◆ Exercise prompt:
Write out everything in the records below, starting at the line that contains "dorsal fin --return=outline" and continuing down through the final line of the records, with each line copied character for character.

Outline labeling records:

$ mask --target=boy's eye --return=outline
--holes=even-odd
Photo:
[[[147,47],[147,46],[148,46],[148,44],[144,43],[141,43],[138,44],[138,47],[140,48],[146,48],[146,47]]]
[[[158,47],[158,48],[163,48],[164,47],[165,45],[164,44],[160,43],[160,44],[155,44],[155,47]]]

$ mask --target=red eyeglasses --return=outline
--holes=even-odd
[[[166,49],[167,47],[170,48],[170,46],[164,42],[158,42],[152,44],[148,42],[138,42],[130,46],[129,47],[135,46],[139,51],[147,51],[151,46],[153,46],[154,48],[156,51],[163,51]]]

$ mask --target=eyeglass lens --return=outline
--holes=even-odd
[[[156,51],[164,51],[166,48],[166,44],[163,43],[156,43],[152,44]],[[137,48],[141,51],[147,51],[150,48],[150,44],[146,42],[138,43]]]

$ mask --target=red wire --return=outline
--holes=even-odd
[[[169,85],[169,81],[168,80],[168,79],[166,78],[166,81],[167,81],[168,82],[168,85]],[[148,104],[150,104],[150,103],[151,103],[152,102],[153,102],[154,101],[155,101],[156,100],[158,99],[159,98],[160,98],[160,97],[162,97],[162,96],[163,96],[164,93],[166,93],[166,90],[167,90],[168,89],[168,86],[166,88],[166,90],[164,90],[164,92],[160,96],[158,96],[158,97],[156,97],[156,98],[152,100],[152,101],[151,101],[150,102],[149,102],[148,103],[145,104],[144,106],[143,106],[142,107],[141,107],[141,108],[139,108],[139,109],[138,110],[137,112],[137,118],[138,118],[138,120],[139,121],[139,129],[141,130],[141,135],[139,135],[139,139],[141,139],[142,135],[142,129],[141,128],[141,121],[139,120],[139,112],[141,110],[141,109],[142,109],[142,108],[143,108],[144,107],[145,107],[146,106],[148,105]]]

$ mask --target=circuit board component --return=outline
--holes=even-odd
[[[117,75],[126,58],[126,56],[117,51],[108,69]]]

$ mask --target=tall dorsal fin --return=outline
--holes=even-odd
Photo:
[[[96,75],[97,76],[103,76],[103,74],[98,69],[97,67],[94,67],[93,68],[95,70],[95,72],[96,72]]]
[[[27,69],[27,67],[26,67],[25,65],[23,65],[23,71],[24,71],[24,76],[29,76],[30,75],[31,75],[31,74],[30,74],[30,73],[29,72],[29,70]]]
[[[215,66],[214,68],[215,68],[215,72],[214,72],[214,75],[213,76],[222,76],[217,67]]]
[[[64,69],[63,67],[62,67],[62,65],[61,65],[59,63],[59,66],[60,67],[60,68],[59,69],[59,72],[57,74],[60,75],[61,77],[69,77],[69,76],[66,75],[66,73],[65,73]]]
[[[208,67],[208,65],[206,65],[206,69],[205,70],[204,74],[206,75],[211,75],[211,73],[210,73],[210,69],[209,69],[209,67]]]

◆ Solution to this task:
$ mask --target=tall dorsal fin --return=outline
--holes=even-odd
Photo:
[[[96,75],[97,76],[103,76],[103,74],[98,69],[97,67],[94,67],[93,68],[95,70],[95,72],[96,72]]]
[[[27,69],[27,67],[26,67],[25,65],[23,65],[23,71],[24,71],[24,76],[29,76],[30,75],[31,75],[31,74],[30,74],[30,73],[29,72],[29,70]]]
[[[215,66],[214,68],[215,68],[215,72],[214,72],[214,75],[213,76],[222,76],[217,67]]]
[[[64,69],[63,67],[62,67],[62,65],[61,65],[59,63],[59,66],[60,67],[60,68],[59,69],[59,72],[57,74],[60,75],[61,77],[69,77],[69,76],[66,75],[66,73],[65,73]]]
[[[208,67],[208,65],[206,65],[206,69],[205,70],[204,74],[206,75],[211,75],[211,73],[210,73],[210,69],[209,69],[209,67]]]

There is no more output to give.